Data entries:
- - -

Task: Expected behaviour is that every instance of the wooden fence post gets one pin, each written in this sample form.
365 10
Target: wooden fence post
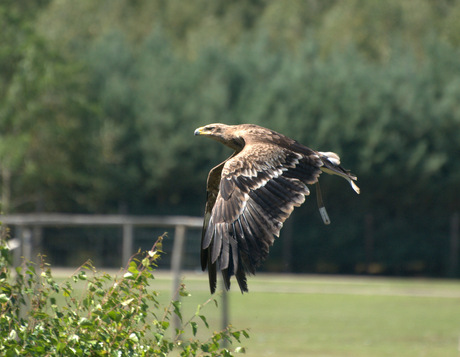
176 266
127 245
454 245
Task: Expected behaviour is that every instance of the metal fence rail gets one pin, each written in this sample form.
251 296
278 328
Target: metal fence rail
28 229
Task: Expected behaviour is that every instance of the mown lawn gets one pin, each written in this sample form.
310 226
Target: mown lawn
292 315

- - -

Rewrite all of the rows above, replacing every occurrence of "pin" with "marker" and leaving everything else unchanged. Omit the pictures from your answer.

Task: Expected behaviour is that every instance of the wooden fence post gets one marker, each written in this sample form.
365 10
Target: wooden fence post
176 266
127 245
454 245
Task: Expected behaviour is that every instance of the metal fence rail gets one marker, each written in this sample form.
251 296
278 328
Target: metal fence rail
28 229
Task: Expected behaviour is that every instance of the mown lawn gets one marker, each written in this sample form.
310 226
Target: mown lawn
292 315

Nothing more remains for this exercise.